* [PASSAGE RETENU]:
┌──
L' « épuration » de la culture germano-américaine
William B. Fischer (éditorialiste invité)*


Affiche américaine de bourrage de crâne (Ière guerre mondiale) :
« Repoussez les Huns, en achetant
des Bons de la Liberté ! »

on OregonLive.com, 8 novembre 2008

http://www.oregonlive.com/opinion/...

Les affiches américaines de la Première guerre mondiale (en particulier celles prônant l’achat de bons nationaux), que l’on peut retrouver aux Archives nationales, portraituraient les Allemands exactement de la même manière qu’aujourd’hui, des organisations raciste caricaturent les Arabes.

Le ‘11/11 - 11:11’ fut le 11 septembre d’il y a quatre-vingt-dix ans ; oui, je dis bien, le 11 septembre 2001, cette icône culturelle de notre époque effrayante et belliqueuse. Mais, il y aura quatre-vingt-dix ans mardi prochain (11 novembre 2008, ndt), un autre combat national trouvait sa propre icône culturelle numérique : le ‘11/11 - 11:11’ – la date, et l’heure de l’armistice qui mit un terme à la Première guerre mondiale, à onze heures passées de onze minutes, le 11ème jour du 11ème mois de l’année 1918…

Que nous soyons, ou non, engagés aujourd’hui dans un « clash des civilisations », la guerre que les attentats du 11 septembre (2001) nous a apportée a joué un rôle exceptionnel : nous avons procédé à notre examen de conscience, et nous avons élevé notre niveau de conscience…

Même juste après les attentats du 11 septembre, nous veillâmes à ne pas déclarer que notre ennemi aurait été l’Islam en lui-même, et encore moins les Américains musulmans ou arabes. Nous avons étudié leur culture et leur religion, nous avons appris à faire le distinguo entre les chiites et les sunnites. Des étudiants se sont précipités en masse dans les facs pour apprendre l’arabe, et le gouvernement s’est empressé de financer des programmes d’études proche-orientales, linguistiques et géographiques.
└──
* [ENTRÉES FOURNIES]:
┌──
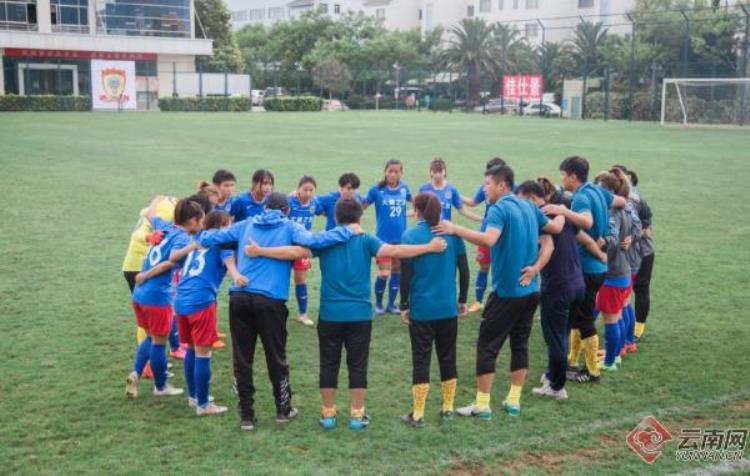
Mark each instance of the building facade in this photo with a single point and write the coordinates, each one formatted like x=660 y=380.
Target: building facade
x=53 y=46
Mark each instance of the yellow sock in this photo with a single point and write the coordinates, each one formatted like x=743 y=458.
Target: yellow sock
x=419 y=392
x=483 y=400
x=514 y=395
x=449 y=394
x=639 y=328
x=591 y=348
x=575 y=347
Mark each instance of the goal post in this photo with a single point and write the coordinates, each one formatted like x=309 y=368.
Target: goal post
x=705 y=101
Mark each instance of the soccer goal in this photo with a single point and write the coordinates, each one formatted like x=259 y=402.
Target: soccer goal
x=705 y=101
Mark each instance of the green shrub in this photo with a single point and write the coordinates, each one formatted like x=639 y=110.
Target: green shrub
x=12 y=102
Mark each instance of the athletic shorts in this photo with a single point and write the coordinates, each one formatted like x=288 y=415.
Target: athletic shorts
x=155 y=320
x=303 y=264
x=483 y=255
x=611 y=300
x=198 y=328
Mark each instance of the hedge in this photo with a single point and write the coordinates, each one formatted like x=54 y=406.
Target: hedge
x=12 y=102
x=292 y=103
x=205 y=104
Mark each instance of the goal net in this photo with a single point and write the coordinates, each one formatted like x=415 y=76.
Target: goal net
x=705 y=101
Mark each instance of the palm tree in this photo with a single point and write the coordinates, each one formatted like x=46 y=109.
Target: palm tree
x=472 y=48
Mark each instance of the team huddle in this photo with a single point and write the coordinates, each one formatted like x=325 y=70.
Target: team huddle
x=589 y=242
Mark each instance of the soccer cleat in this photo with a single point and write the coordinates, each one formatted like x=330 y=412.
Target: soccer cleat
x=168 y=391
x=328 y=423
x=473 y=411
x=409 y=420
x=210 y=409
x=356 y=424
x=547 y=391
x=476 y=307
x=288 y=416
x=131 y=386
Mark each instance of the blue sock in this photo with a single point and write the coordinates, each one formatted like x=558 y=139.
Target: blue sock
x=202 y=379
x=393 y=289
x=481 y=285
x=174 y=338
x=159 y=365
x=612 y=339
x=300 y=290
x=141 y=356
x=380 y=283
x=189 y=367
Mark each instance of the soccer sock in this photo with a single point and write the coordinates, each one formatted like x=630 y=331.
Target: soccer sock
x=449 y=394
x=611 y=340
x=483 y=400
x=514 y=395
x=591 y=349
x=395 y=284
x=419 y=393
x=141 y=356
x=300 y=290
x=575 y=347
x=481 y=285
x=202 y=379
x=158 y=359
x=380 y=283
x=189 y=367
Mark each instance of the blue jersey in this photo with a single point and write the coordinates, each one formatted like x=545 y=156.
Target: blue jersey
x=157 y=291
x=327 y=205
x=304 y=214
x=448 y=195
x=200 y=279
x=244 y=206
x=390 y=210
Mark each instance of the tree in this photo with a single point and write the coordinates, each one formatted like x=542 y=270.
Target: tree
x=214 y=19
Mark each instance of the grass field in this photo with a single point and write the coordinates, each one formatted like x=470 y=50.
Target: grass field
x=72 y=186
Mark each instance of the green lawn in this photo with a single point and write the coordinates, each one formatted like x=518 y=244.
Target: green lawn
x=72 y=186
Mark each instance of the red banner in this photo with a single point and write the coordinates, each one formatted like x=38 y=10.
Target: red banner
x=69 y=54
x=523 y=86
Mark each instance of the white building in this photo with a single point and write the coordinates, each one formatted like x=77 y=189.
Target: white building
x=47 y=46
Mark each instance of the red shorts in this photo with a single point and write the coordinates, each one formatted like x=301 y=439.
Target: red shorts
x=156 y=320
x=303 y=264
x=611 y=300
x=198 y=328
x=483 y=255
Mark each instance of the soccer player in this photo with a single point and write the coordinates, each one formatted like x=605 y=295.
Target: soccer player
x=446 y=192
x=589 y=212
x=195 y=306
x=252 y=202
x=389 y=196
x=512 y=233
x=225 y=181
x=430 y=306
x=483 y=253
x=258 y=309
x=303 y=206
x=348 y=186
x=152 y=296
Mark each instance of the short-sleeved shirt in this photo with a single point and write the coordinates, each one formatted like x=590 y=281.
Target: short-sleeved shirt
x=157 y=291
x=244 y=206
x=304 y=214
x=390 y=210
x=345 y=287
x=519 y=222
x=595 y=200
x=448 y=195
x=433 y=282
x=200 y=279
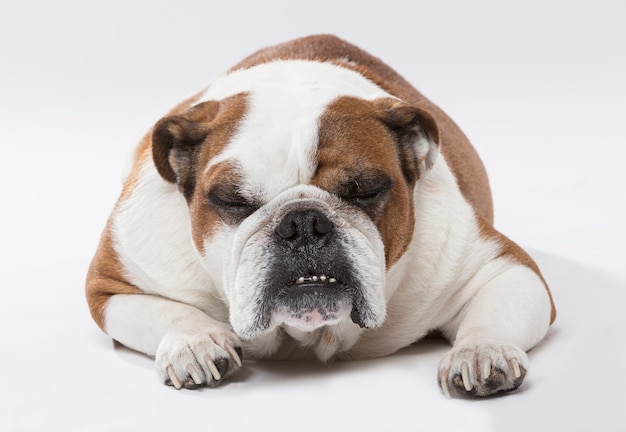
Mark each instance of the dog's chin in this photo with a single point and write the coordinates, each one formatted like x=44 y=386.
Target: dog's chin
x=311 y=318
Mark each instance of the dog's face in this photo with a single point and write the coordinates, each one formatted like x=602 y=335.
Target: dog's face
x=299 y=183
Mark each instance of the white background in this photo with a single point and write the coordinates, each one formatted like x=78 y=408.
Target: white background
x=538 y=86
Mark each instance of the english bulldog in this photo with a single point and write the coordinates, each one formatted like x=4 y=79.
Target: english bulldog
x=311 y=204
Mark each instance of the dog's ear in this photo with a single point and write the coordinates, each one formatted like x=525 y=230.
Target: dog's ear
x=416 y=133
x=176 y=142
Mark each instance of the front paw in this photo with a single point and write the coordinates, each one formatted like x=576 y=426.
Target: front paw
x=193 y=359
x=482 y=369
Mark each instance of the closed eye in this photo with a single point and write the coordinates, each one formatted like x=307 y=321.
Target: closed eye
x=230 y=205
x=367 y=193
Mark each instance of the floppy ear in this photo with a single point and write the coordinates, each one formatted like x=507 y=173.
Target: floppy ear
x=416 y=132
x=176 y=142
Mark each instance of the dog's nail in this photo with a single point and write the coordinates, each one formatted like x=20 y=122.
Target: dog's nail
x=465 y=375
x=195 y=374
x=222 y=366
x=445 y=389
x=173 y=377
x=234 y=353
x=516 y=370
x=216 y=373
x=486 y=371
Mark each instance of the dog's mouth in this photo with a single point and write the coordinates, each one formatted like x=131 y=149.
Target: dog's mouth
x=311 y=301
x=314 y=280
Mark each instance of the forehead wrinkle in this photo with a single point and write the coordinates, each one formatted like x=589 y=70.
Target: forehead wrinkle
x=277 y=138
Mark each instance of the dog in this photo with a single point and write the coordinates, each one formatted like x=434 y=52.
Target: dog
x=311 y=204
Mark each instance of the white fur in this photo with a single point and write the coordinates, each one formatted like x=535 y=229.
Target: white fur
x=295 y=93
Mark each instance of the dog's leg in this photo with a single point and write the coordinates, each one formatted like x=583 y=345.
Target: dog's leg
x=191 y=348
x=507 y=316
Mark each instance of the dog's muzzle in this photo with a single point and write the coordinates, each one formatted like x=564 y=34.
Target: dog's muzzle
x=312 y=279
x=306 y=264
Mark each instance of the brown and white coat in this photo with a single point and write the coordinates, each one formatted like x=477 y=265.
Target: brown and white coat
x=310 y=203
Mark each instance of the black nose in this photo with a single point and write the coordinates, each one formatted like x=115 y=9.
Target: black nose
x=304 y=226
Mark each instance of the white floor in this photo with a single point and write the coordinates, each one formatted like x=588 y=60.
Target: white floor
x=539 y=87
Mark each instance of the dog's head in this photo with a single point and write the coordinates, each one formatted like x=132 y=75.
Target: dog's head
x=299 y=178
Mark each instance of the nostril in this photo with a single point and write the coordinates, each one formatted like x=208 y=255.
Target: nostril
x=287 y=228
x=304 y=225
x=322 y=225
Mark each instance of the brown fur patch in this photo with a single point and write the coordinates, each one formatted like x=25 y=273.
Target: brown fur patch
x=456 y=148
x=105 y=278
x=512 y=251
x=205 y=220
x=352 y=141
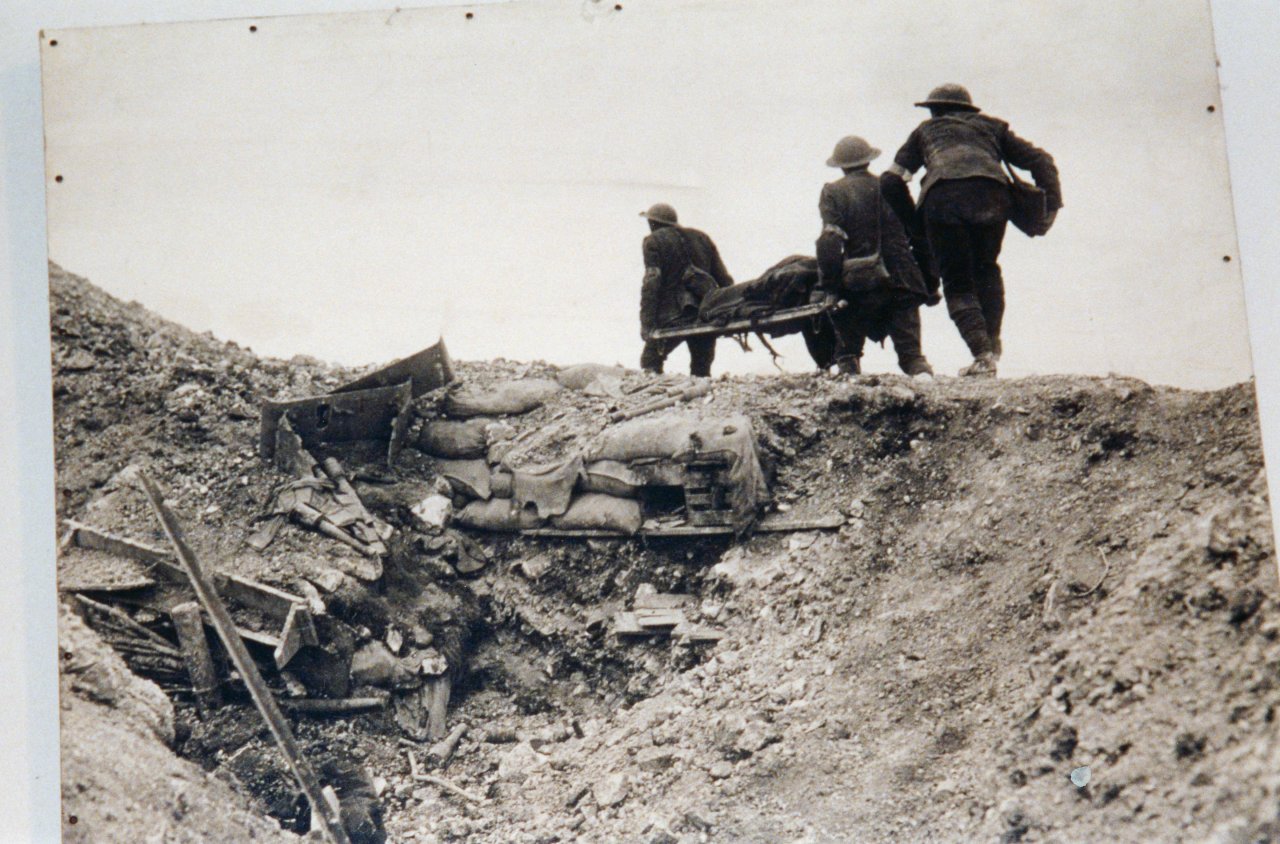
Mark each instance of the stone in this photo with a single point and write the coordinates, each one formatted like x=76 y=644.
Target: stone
└──
* [TÂCHE DEMANDÉE]: Extrayez mot pour mot l'intégralité du texte sur l'épuration de la culture germano-américaine. Les enregistrements n'ont ici aucun rôle.

* [RÉSULTAT PRODUIT]:
L' « épuration » de la culture germano-américaine
William B. Fischer (éditorialiste invité)*


Affiche américaine de bourrage de crâne (Ière guerre mondiale) :
« Repoussez les Huns, en achetant
des Bons de la Liberté ! »

on OregonLive.com, 8 novembre 2008

http://www.oregonlive.com/opinion/...

Les affiches américaines de la Première guerre mondiale (en particulier celles prônant l’achat de bons nationaux), que l’on peut retrouver aux Archives nationales, portraituraient les Allemands exactement de la même manière qu’aujourd’hui, des organisations raciste caricaturent les Arabes.

Le ‘11/11 - 11:11’ fut le 11 septembre d’il y a quatre-vingt-dix ans ; oui, je dis bien, le 11 septembre 2001, cette icône culturelle de notre époque effrayante et belliqueuse. Mais, il y aura quatre-vingt-dix ans mardi prochain (11 novembre 2008, ndt), un autre combat national trouvait sa propre icône culturelle numérique : le ‘11/11 - 11:11’ – la date, et l’heure de l’armistice qui mit un terme à la Première guerre mondiale, à onze heures passées de onze minutes, le 11ème jour du 11ème mois de l’année 1918…

Que nous soyons, ou non, engagés aujourd’hui dans un « clash des civilisations », la guerre que les attentats du 11 septembre (2001) nous a apportée a joué un rôle exceptionnel : nous avons procédé à notre examen de conscience, et nous avons élevé notre niveau de conscience…

Même juste après les attentats du 11 septembre, nous veillâmes à ne pas déclarer que notre ennemi aurait été l’Islam en lui-même, et encore moins les Américains musulmans ou arabes. Nous avons étudié leur culture et leur religion, nous avons appris à faire le distinguo entre les chiites et les sunnites. Des étudiants se sont précipités en masse dans les facs pour apprendre l’arabe, et le gouvernement s’est empressé de financer des programmes d’études proche-orientales, linguistiques et géographiques.